▶ [Задания]:
A: Повторите без изменений часть отрывка об отступлении армии Наполеона, которая открывается словами «Я же говорил, что» и завершается словами «найти там убежище.».
B: Кого, согласно отрывку об отступлении армии Наполеона, император назначил главнокомандующим всей армии перед своим отъездом?
C: Почему, как объясняет отрывок об отступлении армии Наполеона, отъезд императора обернулся для армии катастрофой? Ответьте в одном–трех предложениях.

▶ [Фрагмент страницы]:
▶

5-го декабря, в Сморгони, Наполеон подписал свой знаменитый 29-й бюллетень и уехал в тот же вечер, сопровождаемый Верховный распорядителем Двора, Великим конюшим Франции и личным адъютантом, графом де Лобау, назначив короля Неаполя главнокомандующим всей армии. По поводу его внезапного отъезда звучали разные мнения. Одни называли это дезертирством, другие утешали себя надеждой, что он вернется с новой армией и отомстит за нас. Большинство же солдат, никак на эту новость не отреагировали. В той ситуации, в которой находилась тогда армия, это была катастрофа. Всеобщая вера в гений Императора вселяла уверенность, страх перед ним стимулировал чувство долга. После его отъезда каждый поступал уже как хотел, а король Неаполя только дискредитировал себя своими приказами.
Я же говорил, что поредевшие полки 3-го корпуса шли под охраной Императорской Гвардии. Утром после отъезда Наполеона король Неаполя пожелал присоединить их к арьергарду, но командовавший нами генерал Ледрю, по-прежнему продолжал наш марш.
Дивизия генерала Луазона, состоявшая из 10 000 человек и двух неаполитанских полков прибыла из Вильно, чтобы занять позицию у Ошмян и защищать отступление армии. После двух дней бивуачной жизни и без единого выстрела, мороз сократил их силы почти так же, как и наши. Дезорганизация и климат полностью разрушили всю армию, ее остатки поспешили в Вильно, надеясь найти там убежище.
Подробно описывать каждый день того марша нет потребности — нас постоянно преследовали одни и те же несчастья. Суровый мороз, который, казалось, старался как можно более усложнить нам переход Березины и Днепра, вновь усилился. Сперва термометр опустился до 15° и 18°, а затем до 20° и 25° мороза по Реомюру.

◀

▶ [Исходные данные]:
▶

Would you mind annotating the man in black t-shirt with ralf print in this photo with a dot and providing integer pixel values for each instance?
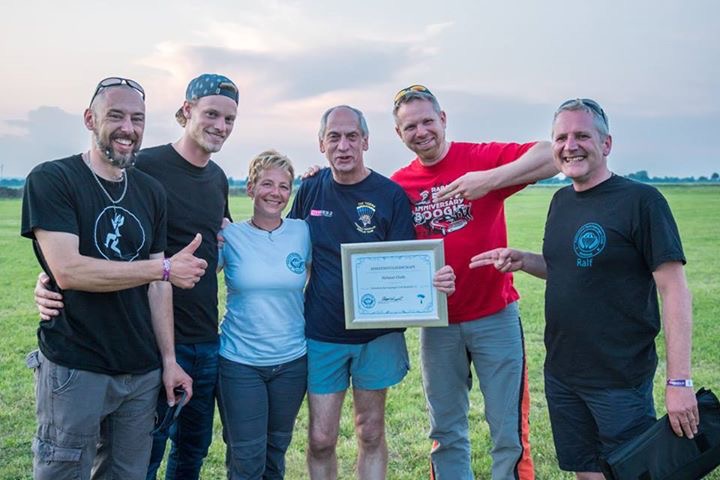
(610, 245)
(99, 232)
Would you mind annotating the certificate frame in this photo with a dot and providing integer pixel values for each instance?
(374, 290)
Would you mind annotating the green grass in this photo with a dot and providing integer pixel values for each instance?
(697, 210)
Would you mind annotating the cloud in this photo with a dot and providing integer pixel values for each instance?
(47, 133)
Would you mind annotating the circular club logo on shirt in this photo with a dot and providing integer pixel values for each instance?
(119, 234)
(589, 240)
(295, 263)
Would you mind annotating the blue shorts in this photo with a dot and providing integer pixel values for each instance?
(378, 364)
(589, 422)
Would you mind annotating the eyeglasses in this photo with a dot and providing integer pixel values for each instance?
(114, 82)
(405, 91)
(589, 103)
(171, 414)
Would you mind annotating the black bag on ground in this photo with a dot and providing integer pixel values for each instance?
(659, 454)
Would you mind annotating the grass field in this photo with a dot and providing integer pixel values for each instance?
(697, 210)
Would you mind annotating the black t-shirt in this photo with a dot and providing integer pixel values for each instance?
(374, 210)
(601, 307)
(109, 333)
(197, 200)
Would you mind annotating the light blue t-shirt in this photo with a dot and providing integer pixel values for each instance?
(265, 273)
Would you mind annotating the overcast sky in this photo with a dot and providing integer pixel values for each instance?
(499, 69)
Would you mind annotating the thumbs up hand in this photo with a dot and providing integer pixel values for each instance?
(185, 268)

◀

▶ [Ответы]:
A:
Я же говорил, что поредевшие полки 3-го корпуса шли под охраной Императорской Гвардии. Утром после отъезда Наполеона король Неаполя пожелал присоединить их к арьергарду, но командовавший нами генерал Ледрю, по-прежнему продолжал наш марш.
Дивизия генерала Луазона, состоявшая из 10 000 человек и двух неаполитанских полков прибыла из Вильно, чтобы занять позицию у Ошмян и защищать отступление армии. После двух дней бивуачной жизни и без единого выстрела, мороз сократил их силы почти так же, как и наши. Дезорганизация и климат полностью разрушили всю армию, ее остатки поспешили в Вильно, надеясь найти там убежище.

B: Короля Неаполя.

C: Всеобщая вера в гений императора вселяла в армию уверенность, а страх перед ним стимулировал чувство долга. После его отъезда каждый стал поступать так, как хотел, а король Неаполя своими приказами только дискредитировал себя.